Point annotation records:
--- BEGIN ---

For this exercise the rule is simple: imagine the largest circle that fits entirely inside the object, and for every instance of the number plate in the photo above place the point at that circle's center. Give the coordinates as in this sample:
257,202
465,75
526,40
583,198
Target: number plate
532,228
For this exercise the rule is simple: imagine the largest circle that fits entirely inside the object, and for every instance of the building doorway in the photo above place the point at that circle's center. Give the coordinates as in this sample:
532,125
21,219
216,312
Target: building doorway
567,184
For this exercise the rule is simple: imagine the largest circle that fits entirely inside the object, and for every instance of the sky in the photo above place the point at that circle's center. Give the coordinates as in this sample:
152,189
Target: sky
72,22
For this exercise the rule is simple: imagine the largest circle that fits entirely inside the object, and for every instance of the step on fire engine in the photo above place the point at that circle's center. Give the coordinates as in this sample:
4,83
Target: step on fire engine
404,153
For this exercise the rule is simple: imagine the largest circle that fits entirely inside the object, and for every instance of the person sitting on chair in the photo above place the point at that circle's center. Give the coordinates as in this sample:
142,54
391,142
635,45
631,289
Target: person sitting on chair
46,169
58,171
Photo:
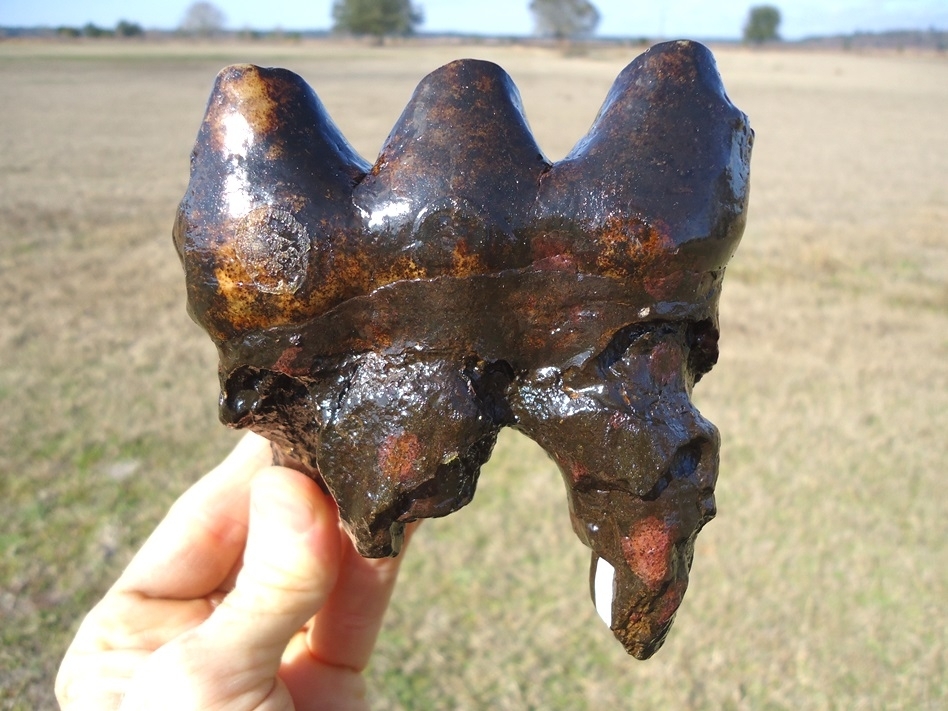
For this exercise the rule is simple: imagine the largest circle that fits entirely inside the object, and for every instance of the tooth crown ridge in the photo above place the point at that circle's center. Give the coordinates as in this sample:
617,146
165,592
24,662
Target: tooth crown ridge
283,221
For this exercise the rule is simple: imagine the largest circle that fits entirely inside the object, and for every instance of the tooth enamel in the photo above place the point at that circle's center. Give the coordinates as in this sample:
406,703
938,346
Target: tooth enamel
604,589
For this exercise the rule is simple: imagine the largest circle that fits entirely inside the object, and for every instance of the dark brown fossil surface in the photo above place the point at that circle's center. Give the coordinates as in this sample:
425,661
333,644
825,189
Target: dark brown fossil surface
381,323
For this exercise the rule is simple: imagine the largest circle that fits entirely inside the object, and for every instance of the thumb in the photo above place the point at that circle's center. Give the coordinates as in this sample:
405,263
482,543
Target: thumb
291,563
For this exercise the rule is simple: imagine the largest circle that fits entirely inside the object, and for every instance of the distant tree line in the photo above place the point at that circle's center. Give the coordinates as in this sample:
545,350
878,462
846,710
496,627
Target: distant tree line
124,28
560,19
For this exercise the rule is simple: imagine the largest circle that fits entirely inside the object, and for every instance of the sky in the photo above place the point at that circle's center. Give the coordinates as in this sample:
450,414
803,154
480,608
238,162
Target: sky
699,19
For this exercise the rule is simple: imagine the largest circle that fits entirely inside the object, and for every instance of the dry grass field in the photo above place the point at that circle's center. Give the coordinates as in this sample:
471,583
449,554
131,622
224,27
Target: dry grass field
822,584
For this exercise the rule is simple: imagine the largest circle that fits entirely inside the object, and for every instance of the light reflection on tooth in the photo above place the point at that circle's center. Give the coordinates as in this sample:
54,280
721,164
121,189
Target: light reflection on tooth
604,590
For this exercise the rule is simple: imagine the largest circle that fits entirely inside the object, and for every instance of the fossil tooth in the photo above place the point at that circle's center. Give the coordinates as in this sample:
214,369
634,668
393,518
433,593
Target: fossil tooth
381,323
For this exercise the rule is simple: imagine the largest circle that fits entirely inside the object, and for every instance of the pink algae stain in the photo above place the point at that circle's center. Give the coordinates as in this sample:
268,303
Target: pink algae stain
648,551
286,360
397,455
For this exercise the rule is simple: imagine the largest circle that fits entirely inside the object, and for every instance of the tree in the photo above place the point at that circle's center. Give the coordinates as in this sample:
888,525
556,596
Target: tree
124,28
564,19
762,24
203,18
376,17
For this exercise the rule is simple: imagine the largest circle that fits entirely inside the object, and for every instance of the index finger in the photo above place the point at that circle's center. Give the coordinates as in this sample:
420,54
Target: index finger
201,539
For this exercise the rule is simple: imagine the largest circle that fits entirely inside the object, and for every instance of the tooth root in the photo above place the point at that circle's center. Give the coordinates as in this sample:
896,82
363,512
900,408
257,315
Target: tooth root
604,589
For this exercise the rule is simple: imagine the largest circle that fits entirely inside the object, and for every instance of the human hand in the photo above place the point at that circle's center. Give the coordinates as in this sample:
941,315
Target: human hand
248,595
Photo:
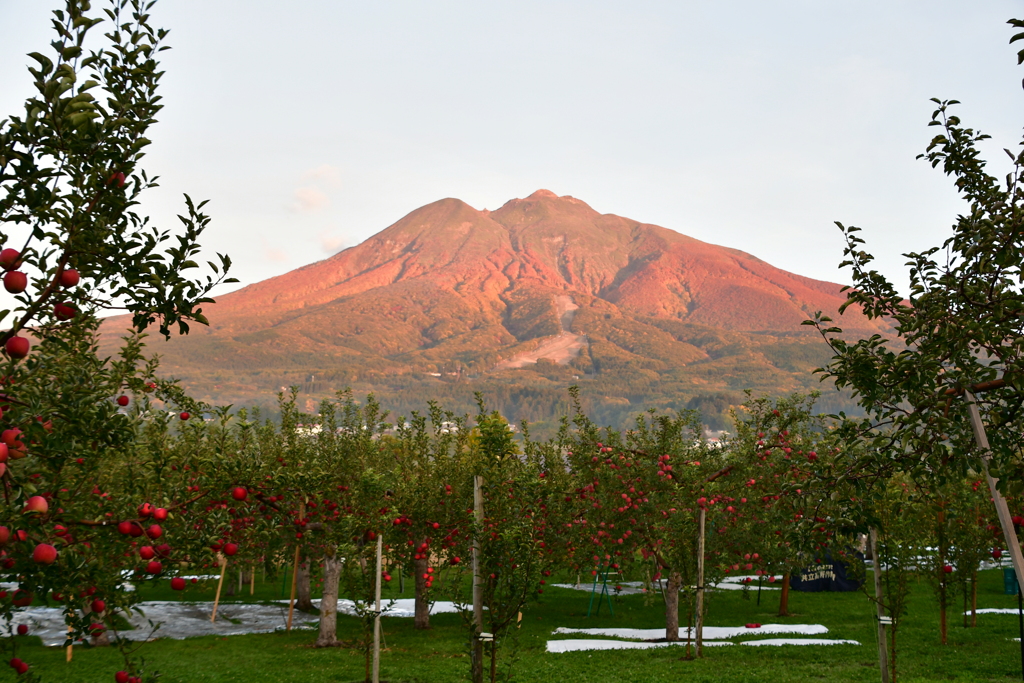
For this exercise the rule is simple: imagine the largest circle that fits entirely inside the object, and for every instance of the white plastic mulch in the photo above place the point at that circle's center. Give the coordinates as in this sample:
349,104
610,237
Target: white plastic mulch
710,632
713,635
637,587
184,620
799,641
571,645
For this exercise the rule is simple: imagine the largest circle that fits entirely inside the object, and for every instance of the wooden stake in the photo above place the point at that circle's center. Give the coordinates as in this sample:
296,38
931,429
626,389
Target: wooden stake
477,663
701,516
1006,519
377,617
216,599
295,571
291,600
880,608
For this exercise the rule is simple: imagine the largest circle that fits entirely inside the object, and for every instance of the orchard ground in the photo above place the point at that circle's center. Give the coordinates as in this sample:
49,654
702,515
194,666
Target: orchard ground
987,652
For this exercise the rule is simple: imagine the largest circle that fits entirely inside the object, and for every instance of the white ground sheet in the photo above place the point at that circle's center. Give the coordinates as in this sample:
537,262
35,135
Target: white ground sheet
637,587
184,620
713,635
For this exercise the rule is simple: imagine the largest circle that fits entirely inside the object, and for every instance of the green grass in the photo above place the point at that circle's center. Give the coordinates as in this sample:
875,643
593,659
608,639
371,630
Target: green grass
984,653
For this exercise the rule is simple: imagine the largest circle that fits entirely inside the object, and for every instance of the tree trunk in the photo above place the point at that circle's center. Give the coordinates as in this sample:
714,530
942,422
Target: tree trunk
783,602
672,606
302,599
422,620
329,602
100,639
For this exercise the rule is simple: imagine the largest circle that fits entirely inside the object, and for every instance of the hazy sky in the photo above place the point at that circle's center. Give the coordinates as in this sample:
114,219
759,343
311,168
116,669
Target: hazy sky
314,124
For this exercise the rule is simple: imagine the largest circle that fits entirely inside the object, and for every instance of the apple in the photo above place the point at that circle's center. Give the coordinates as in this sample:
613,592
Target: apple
9,259
15,282
69,278
16,347
45,554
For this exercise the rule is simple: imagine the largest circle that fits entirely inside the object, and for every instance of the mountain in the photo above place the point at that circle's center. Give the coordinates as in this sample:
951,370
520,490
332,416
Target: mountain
516,303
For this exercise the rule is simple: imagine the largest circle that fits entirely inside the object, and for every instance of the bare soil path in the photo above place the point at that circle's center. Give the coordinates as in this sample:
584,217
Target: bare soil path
561,349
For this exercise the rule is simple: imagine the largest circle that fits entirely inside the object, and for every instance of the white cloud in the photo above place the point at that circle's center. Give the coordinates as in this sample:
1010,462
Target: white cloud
325,174
332,244
308,199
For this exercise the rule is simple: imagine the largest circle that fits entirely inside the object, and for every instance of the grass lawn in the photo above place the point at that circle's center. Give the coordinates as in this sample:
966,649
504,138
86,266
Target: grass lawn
984,653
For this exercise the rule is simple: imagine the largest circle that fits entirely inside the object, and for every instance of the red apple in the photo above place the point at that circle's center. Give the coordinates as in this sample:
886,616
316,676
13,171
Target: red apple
16,347
69,278
44,554
9,259
15,282
62,311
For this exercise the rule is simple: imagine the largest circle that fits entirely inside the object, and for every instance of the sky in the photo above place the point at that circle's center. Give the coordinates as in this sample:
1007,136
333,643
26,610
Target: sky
312,125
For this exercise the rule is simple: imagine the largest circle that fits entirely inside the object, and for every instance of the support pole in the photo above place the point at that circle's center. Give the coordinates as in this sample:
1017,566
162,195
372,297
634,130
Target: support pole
220,584
1006,519
477,662
880,608
291,599
377,617
701,517
295,571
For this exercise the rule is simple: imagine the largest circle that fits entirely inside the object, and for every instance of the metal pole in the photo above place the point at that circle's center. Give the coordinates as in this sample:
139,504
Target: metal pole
477,664
880,608
701,516
377,617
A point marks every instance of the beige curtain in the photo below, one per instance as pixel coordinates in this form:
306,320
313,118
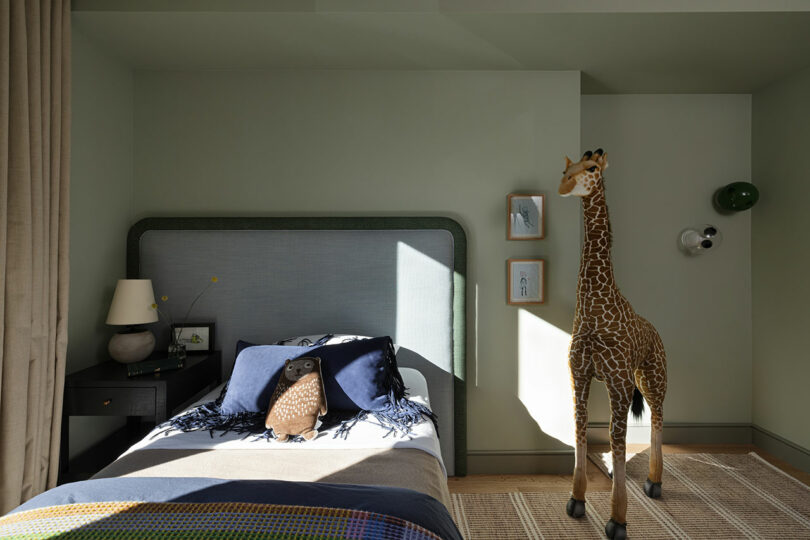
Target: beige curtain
34,180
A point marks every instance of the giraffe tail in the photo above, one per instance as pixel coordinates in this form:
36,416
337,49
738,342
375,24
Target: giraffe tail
637,407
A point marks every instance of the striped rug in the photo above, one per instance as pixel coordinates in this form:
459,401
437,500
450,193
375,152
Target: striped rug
729,496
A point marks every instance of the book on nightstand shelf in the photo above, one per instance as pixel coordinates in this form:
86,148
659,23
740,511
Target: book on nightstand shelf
153,365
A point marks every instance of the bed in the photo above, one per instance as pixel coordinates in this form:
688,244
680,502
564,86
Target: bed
398,277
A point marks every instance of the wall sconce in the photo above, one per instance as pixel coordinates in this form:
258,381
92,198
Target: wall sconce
735,197
699,239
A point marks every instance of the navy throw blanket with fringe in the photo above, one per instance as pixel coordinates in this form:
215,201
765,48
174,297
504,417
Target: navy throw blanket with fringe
361,376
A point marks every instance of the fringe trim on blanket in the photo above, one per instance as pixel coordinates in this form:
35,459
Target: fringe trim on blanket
398,416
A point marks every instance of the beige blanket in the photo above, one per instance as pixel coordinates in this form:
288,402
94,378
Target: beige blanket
398,467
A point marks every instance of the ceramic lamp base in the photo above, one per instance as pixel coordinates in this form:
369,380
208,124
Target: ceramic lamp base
128,347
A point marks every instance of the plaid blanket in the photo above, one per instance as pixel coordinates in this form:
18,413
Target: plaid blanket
206,520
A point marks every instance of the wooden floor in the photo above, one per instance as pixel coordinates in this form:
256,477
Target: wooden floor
598,481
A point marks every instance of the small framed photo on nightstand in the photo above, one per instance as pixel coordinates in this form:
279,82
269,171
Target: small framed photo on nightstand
526,279
197,337
525,213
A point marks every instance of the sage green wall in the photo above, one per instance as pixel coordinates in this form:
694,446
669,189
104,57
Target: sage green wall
382,143
101,209
668,154
781,258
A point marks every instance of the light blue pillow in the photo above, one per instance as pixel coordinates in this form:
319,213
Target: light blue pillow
255,376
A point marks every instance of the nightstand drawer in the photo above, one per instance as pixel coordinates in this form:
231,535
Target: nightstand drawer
110,401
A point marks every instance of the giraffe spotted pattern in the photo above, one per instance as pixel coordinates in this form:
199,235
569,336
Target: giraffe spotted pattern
610,343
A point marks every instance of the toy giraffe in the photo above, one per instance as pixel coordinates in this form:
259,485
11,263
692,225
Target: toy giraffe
613,344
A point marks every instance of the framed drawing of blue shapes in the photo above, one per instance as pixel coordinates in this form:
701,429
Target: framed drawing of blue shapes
526,281
526,216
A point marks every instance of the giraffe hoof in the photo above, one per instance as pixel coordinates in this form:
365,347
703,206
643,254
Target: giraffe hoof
652,489
616,531
575,508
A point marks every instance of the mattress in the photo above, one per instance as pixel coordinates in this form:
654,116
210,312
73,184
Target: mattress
370,455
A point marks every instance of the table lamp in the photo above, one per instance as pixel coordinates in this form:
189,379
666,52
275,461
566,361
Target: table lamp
131,306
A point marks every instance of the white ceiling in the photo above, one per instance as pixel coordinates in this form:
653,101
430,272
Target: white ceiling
728,46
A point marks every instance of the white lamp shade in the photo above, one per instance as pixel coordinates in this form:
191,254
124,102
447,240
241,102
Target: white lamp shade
132,303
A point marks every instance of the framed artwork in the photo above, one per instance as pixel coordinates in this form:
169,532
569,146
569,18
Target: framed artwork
526,281
526,216
197,337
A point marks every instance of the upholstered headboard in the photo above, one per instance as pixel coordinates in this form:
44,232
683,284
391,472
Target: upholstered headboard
283,277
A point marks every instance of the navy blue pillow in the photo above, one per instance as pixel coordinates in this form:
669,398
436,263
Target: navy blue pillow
360,375
255,376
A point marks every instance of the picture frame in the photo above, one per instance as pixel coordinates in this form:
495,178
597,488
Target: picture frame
197,337
525,282
526,216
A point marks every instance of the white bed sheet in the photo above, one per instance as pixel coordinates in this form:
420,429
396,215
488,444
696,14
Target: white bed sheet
365,434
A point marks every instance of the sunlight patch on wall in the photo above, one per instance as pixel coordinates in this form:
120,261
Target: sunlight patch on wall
544,384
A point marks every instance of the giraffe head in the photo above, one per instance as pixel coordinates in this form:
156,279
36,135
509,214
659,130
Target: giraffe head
580,178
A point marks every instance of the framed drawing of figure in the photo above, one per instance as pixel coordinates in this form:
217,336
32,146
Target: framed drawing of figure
526,216
525,281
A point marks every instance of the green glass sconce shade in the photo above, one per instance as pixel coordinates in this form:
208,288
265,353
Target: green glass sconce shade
735,197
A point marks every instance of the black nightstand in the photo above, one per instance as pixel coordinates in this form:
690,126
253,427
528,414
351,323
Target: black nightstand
146,400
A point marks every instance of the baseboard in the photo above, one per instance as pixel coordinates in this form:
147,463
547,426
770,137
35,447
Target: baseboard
520,462
562,461
677,433
785,450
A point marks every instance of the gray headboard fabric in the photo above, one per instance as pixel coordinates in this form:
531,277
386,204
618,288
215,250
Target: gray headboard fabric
282,277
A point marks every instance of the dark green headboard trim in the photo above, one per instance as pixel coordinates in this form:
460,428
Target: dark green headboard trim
349,224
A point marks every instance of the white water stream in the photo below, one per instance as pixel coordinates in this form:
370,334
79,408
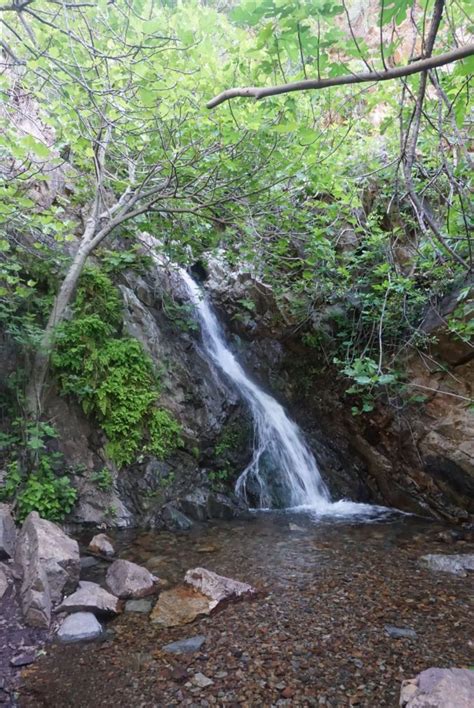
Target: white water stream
281,460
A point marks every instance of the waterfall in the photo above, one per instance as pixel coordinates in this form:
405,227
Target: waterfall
279,450
281,458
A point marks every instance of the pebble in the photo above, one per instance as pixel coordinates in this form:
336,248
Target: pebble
400,632
201,681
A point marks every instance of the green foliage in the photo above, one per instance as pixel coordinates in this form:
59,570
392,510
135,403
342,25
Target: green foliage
163,433
111,375
33,481
114,262
103,479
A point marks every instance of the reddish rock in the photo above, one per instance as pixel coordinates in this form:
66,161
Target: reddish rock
102,544
218,588
126,579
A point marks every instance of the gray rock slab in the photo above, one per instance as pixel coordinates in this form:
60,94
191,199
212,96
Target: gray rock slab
79,627
143,606
400,632
185,646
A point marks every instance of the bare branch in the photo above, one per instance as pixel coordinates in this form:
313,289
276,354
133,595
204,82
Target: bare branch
315,84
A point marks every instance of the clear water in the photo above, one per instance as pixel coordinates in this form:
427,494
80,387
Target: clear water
282,465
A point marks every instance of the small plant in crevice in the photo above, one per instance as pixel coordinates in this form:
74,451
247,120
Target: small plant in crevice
103,479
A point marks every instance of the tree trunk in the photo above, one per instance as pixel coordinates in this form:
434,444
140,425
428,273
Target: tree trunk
39,369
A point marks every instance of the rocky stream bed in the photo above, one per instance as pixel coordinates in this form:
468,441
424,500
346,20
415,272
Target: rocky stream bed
345,612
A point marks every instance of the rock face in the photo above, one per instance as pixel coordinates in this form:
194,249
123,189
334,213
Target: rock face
217,587
79,627
455,564
439,688
90,597
418,458
125,579
3,582
50,564
7,533
102,544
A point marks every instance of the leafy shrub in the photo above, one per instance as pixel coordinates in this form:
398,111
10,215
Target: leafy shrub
112,376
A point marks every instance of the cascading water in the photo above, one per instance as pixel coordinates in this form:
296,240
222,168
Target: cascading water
279,444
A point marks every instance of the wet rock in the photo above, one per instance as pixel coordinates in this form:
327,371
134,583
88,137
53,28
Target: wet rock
179,674
102,544
454,564
439,688
50,564
201,681
202,505
400,632
180,605
142,606
7,533
221,507
218,588
79,627
175,520
3,583
90,597
195,505
126,579
185,646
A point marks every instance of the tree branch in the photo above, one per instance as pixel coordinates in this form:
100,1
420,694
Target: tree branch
398,72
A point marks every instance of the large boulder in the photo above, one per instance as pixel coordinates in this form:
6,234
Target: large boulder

--- END ---

## To be done
Reproduce verbatim the part of the records that opens with the line containing "A point marks every instance of the cascading" and continues through the end of the records.

## Solution to the problem
A point marks every instance of the cascading water in the photo above, one per instance as pixel coordinates in this form:
296,240
222,168
Target: cascading water
279,444
A point marks every instance of the wet rock in the photo above, one per instance as pixel coordinates in this form:
327,371
134,583
88,137
53,28
Target: wet rock
179,674
102,544
454,564
439,688
50,564
201,681
202,505
400,632
180,605
142,606
7,533
221,507
218,588
79,627
175,520
3,583
90,597
195,505
126,579
185,646
A point marks every instance of the tree branch in the photo above, one per instance as pixel coordinates in this form:
100,1
420,694
Target: tree branch
398,72
A point marks every instance of the large boulder in the photo above, one per instance as pixel coordinates in this form:
6,234
Target: large boulder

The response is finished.